• _Task_
Copy out every line of the records in which "mountain" can be found.

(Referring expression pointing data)
■ ■ ■ ■ ■
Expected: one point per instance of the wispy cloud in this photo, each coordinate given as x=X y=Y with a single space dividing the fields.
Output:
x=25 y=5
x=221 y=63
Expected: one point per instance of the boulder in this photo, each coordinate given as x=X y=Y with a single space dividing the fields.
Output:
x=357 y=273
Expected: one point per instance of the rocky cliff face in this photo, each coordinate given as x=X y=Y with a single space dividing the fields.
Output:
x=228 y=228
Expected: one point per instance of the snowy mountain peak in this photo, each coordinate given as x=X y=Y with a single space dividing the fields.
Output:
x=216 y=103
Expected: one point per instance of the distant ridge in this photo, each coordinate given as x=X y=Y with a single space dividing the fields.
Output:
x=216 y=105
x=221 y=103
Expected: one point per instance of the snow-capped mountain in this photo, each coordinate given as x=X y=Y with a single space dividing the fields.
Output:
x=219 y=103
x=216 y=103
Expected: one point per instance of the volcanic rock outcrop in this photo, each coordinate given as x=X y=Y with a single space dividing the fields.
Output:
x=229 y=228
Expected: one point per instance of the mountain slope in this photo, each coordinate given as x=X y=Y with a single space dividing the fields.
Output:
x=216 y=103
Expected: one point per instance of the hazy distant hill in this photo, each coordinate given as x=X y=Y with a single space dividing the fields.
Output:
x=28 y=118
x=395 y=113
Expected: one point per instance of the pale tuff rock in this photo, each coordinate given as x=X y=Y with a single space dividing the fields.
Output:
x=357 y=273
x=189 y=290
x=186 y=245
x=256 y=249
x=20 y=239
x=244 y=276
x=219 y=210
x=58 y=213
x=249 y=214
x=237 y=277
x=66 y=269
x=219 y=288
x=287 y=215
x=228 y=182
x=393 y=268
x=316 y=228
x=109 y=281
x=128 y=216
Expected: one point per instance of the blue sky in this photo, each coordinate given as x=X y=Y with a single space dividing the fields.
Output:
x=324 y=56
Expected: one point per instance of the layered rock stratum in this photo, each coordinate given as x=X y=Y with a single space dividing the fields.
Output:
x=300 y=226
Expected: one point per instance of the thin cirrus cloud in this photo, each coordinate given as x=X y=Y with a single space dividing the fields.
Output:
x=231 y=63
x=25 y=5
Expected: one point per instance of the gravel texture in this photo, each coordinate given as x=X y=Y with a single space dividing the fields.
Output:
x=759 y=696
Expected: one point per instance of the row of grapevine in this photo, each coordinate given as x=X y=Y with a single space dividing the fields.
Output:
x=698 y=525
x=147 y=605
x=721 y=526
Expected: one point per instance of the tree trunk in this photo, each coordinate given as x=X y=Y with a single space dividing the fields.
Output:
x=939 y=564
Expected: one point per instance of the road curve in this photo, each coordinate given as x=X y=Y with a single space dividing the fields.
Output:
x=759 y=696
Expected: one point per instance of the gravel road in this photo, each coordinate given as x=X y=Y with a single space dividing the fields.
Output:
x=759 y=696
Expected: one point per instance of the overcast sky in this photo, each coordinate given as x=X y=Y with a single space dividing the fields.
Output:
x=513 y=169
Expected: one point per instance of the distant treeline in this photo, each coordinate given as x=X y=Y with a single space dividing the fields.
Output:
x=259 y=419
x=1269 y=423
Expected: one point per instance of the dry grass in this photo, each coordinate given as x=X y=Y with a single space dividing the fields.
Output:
■ ■ ■ ■ ■
• _Written answer_
Expected: one point per instance of the snowy mountain peak in this photo, each coordinate given as x=X y=Y with a single space dividing the fields.
Expected: one point per instance of the snow-capped mountain in this photo, each coordinate given as x=X y=Y with a single space dividing the fields.
Expected: one point per instance of the mountain slope in this photo, each coordinate given as x=X y=Y with a single space dividing the fields.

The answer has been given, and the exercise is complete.